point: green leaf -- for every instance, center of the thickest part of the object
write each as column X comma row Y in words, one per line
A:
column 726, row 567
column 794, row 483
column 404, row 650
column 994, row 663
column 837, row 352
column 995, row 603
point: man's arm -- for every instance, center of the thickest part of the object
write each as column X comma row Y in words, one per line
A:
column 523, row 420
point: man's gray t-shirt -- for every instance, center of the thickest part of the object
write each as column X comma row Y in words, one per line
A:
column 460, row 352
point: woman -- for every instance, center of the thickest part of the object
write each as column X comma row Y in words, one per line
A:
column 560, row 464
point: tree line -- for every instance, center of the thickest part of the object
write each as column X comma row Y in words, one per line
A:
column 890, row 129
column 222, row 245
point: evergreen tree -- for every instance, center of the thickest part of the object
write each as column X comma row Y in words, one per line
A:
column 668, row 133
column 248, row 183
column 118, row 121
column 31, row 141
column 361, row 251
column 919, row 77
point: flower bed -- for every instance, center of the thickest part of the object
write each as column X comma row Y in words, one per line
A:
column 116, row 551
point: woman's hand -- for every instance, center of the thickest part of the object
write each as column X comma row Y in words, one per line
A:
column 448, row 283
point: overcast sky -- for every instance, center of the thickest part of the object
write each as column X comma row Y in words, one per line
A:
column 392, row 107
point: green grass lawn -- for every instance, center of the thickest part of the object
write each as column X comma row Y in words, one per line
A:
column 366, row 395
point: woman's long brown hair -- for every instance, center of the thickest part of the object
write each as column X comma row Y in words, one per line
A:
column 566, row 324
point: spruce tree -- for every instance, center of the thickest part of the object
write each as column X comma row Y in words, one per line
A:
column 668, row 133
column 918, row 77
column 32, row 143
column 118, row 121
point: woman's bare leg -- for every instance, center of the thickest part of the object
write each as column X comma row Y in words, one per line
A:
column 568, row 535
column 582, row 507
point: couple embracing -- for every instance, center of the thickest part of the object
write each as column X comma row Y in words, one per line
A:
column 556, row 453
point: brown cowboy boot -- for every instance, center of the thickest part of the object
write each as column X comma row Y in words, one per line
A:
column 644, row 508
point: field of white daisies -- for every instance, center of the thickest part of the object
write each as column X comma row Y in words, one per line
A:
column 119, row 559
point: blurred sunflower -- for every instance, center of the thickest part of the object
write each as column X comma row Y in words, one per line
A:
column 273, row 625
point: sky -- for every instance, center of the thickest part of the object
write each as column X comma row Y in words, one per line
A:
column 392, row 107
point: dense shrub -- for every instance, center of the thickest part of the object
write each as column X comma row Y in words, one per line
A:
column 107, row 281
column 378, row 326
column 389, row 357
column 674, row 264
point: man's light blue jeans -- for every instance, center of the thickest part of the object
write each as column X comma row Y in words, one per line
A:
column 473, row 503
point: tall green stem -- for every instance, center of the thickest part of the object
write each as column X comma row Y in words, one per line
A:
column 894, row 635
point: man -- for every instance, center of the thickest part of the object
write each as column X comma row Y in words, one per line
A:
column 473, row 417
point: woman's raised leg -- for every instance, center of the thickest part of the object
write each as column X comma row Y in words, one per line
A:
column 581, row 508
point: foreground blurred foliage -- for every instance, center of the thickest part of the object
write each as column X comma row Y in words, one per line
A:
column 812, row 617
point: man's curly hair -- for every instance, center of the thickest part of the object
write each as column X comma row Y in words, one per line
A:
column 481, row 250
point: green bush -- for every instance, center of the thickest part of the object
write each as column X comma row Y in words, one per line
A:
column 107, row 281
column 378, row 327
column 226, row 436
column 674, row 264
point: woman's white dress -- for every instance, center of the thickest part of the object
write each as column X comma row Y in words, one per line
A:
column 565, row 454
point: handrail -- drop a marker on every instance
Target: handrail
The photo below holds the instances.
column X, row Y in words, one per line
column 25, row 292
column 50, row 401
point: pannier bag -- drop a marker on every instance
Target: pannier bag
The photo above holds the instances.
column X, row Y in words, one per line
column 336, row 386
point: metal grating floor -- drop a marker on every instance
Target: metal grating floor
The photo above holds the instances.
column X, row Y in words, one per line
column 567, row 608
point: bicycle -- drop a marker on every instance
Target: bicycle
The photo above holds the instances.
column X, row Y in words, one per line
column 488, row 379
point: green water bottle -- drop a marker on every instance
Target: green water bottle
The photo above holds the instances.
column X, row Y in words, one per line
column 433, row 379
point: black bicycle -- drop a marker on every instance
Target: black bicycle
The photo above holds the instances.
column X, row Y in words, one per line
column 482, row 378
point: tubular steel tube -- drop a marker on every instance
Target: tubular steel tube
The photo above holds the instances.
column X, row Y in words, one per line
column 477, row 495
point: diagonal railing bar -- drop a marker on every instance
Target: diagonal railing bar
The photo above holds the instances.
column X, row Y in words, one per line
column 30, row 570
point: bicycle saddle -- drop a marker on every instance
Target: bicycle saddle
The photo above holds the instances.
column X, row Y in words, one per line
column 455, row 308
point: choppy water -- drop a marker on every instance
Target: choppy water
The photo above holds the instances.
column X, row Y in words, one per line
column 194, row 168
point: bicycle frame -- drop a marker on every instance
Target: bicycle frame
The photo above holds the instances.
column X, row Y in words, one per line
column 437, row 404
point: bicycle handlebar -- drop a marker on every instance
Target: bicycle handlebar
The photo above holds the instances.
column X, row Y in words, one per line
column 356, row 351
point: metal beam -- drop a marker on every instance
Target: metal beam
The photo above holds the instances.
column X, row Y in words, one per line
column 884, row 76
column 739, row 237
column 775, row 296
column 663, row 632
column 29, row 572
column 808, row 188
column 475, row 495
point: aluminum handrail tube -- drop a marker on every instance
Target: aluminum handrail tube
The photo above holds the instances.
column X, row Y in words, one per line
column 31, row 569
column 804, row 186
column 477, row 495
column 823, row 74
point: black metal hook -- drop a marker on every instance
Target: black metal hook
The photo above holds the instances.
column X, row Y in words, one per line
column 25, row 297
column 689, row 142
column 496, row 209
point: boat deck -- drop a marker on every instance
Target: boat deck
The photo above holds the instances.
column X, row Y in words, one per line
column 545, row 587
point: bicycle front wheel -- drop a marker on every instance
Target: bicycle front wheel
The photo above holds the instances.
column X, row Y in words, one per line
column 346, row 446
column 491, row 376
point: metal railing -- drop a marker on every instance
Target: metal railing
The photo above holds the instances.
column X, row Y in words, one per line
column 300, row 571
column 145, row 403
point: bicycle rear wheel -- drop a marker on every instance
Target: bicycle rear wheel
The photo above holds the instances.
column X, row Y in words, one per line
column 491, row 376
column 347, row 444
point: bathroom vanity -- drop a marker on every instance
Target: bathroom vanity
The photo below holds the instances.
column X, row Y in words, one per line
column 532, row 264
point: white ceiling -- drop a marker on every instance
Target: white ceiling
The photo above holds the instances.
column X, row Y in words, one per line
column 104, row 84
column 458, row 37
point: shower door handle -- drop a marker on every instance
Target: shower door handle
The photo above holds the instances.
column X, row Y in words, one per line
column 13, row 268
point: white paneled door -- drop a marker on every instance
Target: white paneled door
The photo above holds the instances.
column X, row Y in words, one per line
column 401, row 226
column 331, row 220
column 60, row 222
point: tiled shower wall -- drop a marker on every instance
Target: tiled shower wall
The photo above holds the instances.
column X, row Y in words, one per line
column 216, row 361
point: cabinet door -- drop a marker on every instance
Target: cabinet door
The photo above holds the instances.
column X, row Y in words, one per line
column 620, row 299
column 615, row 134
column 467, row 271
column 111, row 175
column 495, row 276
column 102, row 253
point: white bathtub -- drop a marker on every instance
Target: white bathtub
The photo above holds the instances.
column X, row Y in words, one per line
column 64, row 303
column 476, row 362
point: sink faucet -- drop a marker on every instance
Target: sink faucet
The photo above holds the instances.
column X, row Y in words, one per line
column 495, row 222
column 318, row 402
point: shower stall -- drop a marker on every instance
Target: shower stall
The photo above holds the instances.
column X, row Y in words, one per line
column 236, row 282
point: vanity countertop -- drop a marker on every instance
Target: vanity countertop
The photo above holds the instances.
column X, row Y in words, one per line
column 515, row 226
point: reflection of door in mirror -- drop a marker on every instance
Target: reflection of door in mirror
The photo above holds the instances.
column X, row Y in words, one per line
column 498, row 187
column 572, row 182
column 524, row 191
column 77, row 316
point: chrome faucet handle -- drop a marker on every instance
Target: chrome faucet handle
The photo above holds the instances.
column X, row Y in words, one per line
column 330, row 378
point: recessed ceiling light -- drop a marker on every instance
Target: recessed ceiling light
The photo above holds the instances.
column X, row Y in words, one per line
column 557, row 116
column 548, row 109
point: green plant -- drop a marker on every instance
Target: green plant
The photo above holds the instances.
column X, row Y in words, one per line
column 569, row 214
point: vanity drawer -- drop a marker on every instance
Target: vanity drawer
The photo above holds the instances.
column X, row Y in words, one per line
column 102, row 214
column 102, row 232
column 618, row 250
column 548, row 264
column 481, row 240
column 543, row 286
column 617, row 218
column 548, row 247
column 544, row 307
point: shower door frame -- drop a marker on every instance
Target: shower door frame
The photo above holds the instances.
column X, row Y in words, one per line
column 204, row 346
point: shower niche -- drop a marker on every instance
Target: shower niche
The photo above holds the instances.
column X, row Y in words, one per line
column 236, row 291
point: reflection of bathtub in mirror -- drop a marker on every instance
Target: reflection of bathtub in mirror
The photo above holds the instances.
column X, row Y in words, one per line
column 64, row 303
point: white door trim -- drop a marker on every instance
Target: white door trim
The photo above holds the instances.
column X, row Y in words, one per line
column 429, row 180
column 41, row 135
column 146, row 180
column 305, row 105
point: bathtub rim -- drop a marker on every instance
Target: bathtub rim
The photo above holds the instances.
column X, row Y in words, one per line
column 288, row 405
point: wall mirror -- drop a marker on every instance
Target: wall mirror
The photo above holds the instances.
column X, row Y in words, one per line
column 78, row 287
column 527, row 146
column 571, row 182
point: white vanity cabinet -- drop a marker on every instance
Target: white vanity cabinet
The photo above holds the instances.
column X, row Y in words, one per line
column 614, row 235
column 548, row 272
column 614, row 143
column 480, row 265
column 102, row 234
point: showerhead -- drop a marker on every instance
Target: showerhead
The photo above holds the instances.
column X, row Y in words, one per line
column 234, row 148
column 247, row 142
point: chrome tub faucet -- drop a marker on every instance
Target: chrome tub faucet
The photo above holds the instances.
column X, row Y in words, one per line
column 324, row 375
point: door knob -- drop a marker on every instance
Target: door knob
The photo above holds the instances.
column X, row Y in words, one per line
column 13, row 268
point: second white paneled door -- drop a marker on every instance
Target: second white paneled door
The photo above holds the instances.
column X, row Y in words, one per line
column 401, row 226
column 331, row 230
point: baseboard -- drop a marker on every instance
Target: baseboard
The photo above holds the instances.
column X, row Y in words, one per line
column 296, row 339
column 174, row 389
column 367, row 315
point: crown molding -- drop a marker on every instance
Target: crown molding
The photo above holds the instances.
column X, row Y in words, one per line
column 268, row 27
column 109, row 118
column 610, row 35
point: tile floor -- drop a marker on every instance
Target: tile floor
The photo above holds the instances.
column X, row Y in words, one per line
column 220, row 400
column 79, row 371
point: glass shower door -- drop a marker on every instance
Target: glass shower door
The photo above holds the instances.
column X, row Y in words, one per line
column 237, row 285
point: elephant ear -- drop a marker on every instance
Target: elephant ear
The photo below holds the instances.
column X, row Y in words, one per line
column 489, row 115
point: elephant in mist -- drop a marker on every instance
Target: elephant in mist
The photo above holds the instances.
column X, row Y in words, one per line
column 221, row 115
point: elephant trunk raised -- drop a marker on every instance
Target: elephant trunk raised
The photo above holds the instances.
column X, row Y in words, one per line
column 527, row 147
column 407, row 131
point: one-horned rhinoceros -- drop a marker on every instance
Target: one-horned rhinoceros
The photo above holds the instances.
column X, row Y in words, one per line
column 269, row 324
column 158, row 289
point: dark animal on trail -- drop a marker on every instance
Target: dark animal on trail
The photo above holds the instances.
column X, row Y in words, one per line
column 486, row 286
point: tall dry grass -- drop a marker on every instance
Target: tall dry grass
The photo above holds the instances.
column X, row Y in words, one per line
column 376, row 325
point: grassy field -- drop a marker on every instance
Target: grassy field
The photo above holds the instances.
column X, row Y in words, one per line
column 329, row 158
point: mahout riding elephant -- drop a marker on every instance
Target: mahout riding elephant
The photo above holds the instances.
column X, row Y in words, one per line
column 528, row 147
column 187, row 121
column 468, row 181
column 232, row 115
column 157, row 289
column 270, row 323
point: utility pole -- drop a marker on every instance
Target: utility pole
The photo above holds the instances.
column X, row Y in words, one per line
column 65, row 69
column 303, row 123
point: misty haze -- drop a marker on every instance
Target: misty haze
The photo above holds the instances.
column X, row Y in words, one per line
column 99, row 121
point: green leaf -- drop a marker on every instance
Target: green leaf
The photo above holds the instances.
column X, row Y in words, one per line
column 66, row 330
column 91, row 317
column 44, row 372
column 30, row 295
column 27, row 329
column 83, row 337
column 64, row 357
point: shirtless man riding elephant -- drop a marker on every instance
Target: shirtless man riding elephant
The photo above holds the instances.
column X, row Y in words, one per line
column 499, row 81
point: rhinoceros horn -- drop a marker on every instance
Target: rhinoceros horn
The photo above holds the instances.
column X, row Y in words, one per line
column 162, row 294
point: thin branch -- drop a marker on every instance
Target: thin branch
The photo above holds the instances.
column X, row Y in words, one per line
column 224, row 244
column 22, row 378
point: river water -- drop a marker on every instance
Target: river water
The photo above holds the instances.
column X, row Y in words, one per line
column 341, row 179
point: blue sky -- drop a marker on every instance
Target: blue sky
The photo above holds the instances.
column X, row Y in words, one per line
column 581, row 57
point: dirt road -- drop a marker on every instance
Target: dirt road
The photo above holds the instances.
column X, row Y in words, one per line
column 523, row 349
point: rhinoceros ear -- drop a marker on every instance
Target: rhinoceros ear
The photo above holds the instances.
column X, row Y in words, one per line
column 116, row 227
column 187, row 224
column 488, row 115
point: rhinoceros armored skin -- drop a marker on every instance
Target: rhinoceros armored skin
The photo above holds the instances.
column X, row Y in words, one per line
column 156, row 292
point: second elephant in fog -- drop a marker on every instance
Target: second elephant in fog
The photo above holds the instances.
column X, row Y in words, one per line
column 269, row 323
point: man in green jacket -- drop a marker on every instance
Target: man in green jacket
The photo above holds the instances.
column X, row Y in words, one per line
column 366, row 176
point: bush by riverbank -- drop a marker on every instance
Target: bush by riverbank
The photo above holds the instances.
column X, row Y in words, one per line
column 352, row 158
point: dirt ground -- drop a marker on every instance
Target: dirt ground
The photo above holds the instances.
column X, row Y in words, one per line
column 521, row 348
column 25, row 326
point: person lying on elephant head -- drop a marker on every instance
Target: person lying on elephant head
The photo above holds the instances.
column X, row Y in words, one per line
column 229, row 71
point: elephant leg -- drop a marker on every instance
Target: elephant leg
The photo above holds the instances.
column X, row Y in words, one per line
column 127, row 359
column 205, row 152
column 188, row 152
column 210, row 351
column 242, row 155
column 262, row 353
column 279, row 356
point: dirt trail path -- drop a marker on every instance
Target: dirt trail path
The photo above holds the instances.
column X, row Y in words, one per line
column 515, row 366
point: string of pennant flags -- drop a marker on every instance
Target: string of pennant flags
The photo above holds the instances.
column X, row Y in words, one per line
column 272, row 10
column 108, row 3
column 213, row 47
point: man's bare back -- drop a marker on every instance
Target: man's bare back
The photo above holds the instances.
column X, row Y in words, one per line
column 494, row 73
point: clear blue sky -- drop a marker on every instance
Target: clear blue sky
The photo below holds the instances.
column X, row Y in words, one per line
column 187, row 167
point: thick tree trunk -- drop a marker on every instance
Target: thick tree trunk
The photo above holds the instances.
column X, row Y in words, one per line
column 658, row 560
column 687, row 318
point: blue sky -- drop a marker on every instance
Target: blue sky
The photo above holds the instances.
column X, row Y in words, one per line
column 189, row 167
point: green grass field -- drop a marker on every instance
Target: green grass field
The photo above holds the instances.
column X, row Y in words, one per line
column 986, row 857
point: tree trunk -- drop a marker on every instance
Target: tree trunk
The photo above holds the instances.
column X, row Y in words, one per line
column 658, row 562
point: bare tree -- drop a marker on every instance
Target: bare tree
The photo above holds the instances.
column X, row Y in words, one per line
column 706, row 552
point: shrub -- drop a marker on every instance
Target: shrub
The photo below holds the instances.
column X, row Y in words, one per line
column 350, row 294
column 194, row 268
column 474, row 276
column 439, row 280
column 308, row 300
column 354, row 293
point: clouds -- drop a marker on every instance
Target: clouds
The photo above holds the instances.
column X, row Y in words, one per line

▬▬▬

TASK TO CARRY OUT: Set out exactly the run of lines that begins at the line holding "point: dirt trail" and ends at the last line of the data.

OUTPUT OF THE EXERCISE:
point: dirt trail path -- drop a marker on every instance
Target: dirt trail path
The photo above holds the instances.
column X, row Y in words, one per line
column 515, row 366
point: string of pennant flags -- drop a marker on every instance
Target: string of pennant flags
The photo above holds the instances.
column X, row Y in words, one per line
column 272, row 10
column 108, row 3
column 213, row 47
point: man's bare back -- drop a marker on every instance
Target: man's bare back
The photo above holds the instances.
column X, row Y in words, one per line
column 494, row 73
point: clear blue sky -- drop a marker on every instance
Target: clear blue sky
The photo below holds the instances.
column X, row Y in words, one per line
column 187, row 167
point: thick tree trunk -- drop a marker on every instance
Target: thick tree trunk
The photo above holds the instances.
column X, row Y in words, one per line
column 658, row 560
column 687, row 318
point: blue sky -- drop a marker on every instance
Target: blue sky
The photo above holds the instances.
column X, row Y in words, one per line
column 189, row 167
point: green grass field -- drop a marker on every instance
Target: green grass field
The photo above holds the instances.
column X, row Y in words, one per line
column 986, row 857
point: tree trunk -- drop a marker on every instance
Target: tree trunk
The photo above holds the instances.
column X, row Y in words, one per line
column 658, row 562
point: bare tree -- drop a marker on every instance
Target: bare tree
The photo above holds the instances.
column X, row Y in words, one per line
column 706, row 552
point: shrub -- drop a marker on every instance
Target: shrub
The photo below holds the instances.
column X, row Y in words, one per line
column 350, row 294
column 194, row 268
column 474, row 276
column 439, row 280
column 308, row 300
column 354, row 293
point: clouds -- drop a marker on every instance
Target: clouds
The photo above holds the instances.
column X, row Y in words, one per line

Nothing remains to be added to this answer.